== 原文抜粋 ==
= = = = =

建設業の人材育成

はじめに

2021年11月13日土曜日、藤井聡太三冠が豊島将之竜王を破り、4連勝で竜王のタイトルを奪取しました。王位・叡王・棋聖を併せ持つ藤井四冠は19歳3ヶ月で羽生善治九段の持つ最年少記録を更新しました。

このニュースに触れて「新しい波はいつの世の中にも発生する」と言うことを思い出しました。

ほんの数年前までの棋界は、羽生九段とその他大勢と言う感じで、羽生九段のタイトル100回保持はほんの目の前にぶら下がっていたと思います。

しかし、藤井聡太さんが最年少でプロ入りし、その後の目を見張る活躍から今回の四冠の誕生で、その世界は大きく変化しました。

人材育成とは

企業として、永続的発展に欠かせないもの、それはまずはお金です。キャッシュフローだけを追いかけても、本体の稼ぐ力がなければ延命治療になるだけです。まずは、売上対経常利益率を10%以上にする事を実現化しなくてはなりません。

とは言え、人件費の切り詰めで、将来性の無い利益確保を行なっても、それは主客転倒です。人・物・金・情報の経営4大要素を的確に活用することで利益の確保を実現しましょう。

そして、永続的発展に欠かせない次の要素は、人です。

その人とは、藤井聡太四冠のような天才ではなく、社内で丹念に育てていく人材に他なりません。

藤井さんも単なる天才だけではなく、努力に努力を重ねた大実力者だと言うことは誰もが認めていると思います。

しかし、私たちの建設業におけるリクルート環境を鑑みれば、本当に普通の、ややもすれば頼りないような新卒の学生を一から鍛えていって一人前の職人や現場管理者に育成することが求められていることは明白でしょう。

2018年6月28日の日経新聞では

人材投資が生産性に直結、経財白書「1%増やせば0.6%向上」と銘打ち下記のような記事を公表しています。

内閣府の2018年度経済財政報告(経済財政白書)の原案が27日明らかになった。デジタル革命が労働市場に与える影響を分析し、企業による人への投資や学び直しの重要性を指摘した。社員教育など人材への投資が1%増えると労働生産性が0.6%高まると試算。経済成長力を高めるには、人工知能(AI)などを使いこなすIT(情報技術)人材の育成がさらに重要になる。

内閣府は企業への調査などを元に、人への投資を独自に推計した。職場内訓練(OJT)や社外研修などの「OFF-JT(オフJT)」を対象に研修費などの「直接費用」と、かかった時間を賃金で換算した「機会費用」を合計。平均的な投資額は1人あたり年に約28万円で、上場企業では約36万円だった。この投資を増やす場合の効果も推計した。1人あたり1%増やすと、企業の労働生産性は0.6%ほど上昇すると言う。社員の能力が高まり、企業が生み出す付加価値が増えるためだ。

= = = = =

== 学習資料 ==
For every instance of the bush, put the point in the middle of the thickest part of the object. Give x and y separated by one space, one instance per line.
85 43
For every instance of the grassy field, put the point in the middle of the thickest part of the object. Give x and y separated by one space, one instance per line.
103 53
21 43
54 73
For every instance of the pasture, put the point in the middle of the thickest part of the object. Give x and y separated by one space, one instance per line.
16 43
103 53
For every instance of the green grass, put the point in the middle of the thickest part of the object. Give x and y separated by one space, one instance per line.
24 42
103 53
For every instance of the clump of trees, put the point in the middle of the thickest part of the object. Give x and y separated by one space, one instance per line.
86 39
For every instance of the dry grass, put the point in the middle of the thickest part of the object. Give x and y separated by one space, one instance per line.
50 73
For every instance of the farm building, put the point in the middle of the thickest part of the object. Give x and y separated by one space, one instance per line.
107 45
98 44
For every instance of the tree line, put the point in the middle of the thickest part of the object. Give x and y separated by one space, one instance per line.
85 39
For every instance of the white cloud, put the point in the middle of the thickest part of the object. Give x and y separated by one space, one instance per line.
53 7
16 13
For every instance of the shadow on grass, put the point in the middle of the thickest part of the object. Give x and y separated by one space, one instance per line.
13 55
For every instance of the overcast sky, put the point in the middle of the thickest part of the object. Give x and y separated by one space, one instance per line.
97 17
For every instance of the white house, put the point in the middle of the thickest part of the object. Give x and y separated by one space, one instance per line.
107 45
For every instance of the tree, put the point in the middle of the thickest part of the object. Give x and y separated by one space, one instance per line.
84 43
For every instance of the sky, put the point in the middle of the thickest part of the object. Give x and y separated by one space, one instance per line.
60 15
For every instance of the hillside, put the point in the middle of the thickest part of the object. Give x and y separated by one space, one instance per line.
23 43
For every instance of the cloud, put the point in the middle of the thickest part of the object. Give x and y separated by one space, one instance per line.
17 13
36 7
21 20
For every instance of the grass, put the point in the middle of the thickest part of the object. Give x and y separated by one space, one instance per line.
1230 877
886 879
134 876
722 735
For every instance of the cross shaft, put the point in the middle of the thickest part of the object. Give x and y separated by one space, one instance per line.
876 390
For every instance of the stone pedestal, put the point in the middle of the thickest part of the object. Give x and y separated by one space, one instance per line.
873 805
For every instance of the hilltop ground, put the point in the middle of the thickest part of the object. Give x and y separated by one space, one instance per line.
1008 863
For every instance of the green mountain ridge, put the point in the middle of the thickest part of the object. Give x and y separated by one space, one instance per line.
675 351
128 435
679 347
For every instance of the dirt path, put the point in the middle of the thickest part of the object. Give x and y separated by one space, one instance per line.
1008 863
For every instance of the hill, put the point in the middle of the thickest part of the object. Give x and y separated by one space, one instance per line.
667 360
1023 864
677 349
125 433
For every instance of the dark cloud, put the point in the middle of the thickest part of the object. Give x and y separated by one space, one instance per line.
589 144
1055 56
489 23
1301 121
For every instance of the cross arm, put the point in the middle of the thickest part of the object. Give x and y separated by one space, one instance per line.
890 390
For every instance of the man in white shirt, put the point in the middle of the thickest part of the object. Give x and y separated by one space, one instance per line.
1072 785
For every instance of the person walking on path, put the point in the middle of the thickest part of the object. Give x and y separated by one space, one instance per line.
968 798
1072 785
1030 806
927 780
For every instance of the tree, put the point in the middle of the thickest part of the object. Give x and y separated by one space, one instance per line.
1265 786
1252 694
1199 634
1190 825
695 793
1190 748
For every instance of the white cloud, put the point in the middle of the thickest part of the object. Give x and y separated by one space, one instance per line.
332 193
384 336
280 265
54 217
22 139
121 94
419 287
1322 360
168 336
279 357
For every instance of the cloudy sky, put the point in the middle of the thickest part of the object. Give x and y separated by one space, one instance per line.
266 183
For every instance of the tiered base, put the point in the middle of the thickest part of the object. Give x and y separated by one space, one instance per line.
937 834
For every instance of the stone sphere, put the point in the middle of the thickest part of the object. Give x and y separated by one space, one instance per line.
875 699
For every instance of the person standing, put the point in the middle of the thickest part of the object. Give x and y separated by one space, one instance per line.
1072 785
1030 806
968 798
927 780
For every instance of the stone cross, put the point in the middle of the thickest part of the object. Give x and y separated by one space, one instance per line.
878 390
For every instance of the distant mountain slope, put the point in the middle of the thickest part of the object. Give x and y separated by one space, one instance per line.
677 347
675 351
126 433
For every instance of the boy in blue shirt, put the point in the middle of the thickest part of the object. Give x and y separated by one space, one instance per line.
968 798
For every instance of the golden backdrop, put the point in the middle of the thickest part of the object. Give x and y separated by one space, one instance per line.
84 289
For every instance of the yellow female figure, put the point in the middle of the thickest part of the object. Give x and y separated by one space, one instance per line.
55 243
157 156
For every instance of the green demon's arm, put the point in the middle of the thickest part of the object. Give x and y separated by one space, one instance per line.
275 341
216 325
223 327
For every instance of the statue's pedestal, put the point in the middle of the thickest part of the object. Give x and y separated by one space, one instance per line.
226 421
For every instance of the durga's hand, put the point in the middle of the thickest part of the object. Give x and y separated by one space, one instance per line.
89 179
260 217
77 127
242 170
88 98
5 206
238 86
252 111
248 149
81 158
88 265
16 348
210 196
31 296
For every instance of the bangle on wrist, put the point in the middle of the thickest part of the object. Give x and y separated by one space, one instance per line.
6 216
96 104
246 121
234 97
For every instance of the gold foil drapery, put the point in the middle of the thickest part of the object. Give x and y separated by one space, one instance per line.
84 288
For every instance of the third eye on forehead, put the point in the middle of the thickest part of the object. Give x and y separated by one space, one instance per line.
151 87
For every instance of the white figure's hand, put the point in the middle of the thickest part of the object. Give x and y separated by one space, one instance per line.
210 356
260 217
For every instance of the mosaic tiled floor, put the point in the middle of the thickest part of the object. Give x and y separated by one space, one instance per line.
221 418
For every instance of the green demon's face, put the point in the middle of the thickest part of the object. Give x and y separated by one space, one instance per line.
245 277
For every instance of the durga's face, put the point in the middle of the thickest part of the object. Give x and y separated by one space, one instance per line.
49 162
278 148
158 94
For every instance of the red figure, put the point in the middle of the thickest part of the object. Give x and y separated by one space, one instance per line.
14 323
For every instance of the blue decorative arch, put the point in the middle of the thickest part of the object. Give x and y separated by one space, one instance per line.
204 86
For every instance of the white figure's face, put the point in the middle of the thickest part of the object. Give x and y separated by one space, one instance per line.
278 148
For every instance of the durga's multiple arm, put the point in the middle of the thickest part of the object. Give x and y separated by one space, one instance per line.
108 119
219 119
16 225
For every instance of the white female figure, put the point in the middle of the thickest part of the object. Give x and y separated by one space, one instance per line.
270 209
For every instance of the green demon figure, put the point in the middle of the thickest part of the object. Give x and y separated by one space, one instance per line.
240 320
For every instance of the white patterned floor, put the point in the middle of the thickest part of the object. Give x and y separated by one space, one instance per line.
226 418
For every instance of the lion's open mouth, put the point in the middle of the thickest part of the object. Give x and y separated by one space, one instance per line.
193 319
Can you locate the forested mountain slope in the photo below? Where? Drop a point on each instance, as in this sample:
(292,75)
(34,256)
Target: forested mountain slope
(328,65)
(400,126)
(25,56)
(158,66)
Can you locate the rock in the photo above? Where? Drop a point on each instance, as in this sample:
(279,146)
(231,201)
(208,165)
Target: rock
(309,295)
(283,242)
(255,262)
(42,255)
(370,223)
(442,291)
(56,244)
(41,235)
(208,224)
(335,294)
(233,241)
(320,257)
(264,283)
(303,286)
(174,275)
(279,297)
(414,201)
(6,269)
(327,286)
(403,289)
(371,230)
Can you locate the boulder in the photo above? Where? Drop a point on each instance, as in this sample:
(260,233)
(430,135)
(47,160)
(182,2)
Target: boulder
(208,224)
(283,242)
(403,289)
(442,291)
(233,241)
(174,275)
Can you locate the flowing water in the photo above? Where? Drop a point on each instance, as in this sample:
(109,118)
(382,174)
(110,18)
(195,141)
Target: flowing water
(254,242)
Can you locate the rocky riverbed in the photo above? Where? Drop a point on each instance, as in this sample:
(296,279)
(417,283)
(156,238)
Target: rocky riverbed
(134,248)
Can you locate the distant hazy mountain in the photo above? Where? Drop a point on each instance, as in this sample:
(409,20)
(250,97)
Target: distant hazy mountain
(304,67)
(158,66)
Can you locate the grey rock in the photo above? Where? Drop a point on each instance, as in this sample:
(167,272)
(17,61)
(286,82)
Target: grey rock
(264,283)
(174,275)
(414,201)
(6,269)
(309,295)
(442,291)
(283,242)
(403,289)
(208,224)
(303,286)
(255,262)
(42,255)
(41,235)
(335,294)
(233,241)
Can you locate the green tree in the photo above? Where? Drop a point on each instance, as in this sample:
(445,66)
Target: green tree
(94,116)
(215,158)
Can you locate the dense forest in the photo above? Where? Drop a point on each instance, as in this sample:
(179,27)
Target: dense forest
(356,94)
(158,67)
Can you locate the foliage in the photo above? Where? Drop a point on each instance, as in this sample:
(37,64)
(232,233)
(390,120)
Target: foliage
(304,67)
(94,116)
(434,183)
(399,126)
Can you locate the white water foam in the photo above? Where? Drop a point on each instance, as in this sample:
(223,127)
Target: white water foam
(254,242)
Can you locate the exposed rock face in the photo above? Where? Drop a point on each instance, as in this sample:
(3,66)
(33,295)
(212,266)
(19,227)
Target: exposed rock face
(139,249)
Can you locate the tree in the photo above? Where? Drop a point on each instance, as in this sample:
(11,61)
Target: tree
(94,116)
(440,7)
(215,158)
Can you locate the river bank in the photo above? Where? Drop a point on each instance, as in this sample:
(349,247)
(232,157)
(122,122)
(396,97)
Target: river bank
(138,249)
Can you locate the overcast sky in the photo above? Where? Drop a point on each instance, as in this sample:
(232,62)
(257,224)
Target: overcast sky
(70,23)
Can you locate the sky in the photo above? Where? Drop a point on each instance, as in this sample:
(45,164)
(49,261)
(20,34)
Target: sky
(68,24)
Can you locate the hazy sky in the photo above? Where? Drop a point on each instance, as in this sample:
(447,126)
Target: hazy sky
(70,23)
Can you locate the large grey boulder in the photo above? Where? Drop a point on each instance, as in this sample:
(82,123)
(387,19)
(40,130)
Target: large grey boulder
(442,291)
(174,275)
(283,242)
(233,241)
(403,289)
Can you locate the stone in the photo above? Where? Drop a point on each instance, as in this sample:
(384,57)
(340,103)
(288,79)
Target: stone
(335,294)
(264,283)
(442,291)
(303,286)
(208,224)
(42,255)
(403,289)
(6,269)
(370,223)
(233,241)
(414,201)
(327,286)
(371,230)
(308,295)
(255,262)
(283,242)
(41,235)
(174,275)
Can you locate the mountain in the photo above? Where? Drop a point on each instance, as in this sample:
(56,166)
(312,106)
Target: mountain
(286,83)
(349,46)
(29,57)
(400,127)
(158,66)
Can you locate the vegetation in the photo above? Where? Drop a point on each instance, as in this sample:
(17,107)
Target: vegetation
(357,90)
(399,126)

= = = = =

== やるべきこと ==
1/ 原文抜粋のうち「その人とは、藤井聡太四冠のよ」で始まり「材の育成がさらに重要になる。」で終わる部分を、「日経新聞」を「日本経済新聞」に置き換えて書き直してください。
2/ 原文抜粋をもとに、次の問いに答えよ。
(a) 藤井聡太さんが竜王のタイトルを奪取したのは何年何月何日か。
(b) 実現しなくてはならないとされている売上対経常利益率は何%以上か。
(c) 内閣府の推計で、上場企業における1人あたりの人への投資額は年に約いくらだったか。

== あなたの解答 ==
1/
その人とは、藤井聡太四冠のような天才ではなく、社内で丹念に育てていく人材に他なりません。

藤井さんも単なる天才だけではなく、努力に努力を重ねた大実力者だと言うことは誰もが認めていると思います。

しかし、私たちの建設業におけるリクルート環境を鑑みれば、本当に普通の、ややもすれば頼りないような新卒の学生を一から鍛えていって一人前の職人や現場管理者に育成することが求められていることは明白でしょう。

2018年6月28日の日本経済新聞では

人材投資が生産性に直結、経財白書「1%増やせば0.6%向上」と銘打ち下記のような記事を公表しています。

内閣府の2018年度経済財政報告(経済財政白書)の原案が27日明らかになった。デジタル革命が労働市場に与える影響を分析し、企業による人への投資や学び直しの重要性を指摘した。社員教育など人材への投資が1%増えると労働生産性が0.6%高まると試算。経済成長力を高めるには、人工知能(AI)などを使いこなすIT(情報技術)人材の育成がさらに重要になる。

2/
(a) 2021年11月13日
(b) 10%以上
(c) 約36万円